Records from a point labeling set
--- BEGIN ---

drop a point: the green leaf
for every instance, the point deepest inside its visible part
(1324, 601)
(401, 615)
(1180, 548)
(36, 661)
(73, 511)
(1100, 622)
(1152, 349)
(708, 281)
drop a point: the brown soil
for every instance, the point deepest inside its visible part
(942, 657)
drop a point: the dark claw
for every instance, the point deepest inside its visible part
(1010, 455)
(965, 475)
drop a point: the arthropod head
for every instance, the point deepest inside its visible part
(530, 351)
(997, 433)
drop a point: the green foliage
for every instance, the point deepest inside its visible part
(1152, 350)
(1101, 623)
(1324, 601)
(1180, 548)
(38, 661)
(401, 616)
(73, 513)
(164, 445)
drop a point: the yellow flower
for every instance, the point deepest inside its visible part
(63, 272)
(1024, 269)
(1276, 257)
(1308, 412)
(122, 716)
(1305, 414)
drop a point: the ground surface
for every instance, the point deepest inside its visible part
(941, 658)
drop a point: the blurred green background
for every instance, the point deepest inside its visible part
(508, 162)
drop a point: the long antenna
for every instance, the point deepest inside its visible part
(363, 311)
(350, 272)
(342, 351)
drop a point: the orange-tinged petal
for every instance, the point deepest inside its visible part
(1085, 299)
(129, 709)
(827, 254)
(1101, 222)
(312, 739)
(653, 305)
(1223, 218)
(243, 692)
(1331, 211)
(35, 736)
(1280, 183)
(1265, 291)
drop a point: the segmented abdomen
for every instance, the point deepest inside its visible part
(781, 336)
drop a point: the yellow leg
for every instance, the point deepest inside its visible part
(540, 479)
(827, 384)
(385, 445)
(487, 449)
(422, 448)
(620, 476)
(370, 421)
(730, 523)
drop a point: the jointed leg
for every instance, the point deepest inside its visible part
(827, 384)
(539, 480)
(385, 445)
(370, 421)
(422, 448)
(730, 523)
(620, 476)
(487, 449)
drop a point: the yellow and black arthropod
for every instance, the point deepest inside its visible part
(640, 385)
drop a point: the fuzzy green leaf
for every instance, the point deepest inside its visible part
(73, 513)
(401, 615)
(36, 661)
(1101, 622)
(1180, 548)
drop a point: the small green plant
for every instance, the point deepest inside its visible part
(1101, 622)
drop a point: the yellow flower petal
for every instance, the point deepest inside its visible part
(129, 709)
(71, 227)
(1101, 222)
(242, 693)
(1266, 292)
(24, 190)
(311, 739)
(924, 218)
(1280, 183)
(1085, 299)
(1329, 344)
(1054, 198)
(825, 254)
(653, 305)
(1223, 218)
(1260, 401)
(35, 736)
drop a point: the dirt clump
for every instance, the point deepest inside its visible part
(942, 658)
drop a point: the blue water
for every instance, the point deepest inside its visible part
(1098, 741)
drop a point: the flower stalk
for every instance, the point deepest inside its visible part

--- END ---

Could you quote, exactly as they appear, the line containing "drop a point: the segmented abdomen" and every line after it to the end of the records above?

drop a point: the segmented abdomen
for every instance, the point deepest inside its visible part
(781, 336)
drop a point: the yellow leg
for every instance, the point deepest inside its visible part
(540, 479)
(827, 384)
(385, 445)
(487, 449)
(422, 448)
(620, 476)
(370, 421)
(730, 523)
drop a point: the jointed leg
for every instance, the point deepest inside its visible part
(827, 384)
(539, 480)
(385, 445)
(370, 421)
(422, 448)
(730, 523)
(620, 476)
(487, 449)
drop a point: the yellow and black arthropod
for every instance, the point deepest inside its visible part
(640, 385)
drop a point: the fuzzy green leaf
for every instance, the point deepest inside its visible part
(73, 513)
(401, 615)
(36, 661)
(1101, 622)
(1180, 548)
drop a point: the small green plant
for every instance, the point deepest inside its visible part
(1101, 622)
drop a point: the yellow flower petal
for every instance, the point deepest inside its visible part
(129, 709)
(71, 227)
(1101, 222)
(242, 693)
(1266, 292)
(24, 190)
(311, 739)
(924, 218)
(1280, 183)
(1085, 299)
(1329, 344)
(1054, 198)
(825, 254)
(653, 305)
(1223, 218)
(1260, 401)
(35, 736)
drop a point: the dirt clump
for every instance, the point deepest inside its visible part
(942, 658)
drop a point: the blue water
for every instance, the point deepest inside its visible part
(1098, 741)
drop a point: the flower stalk
for every instance, the point deepest inside its visible part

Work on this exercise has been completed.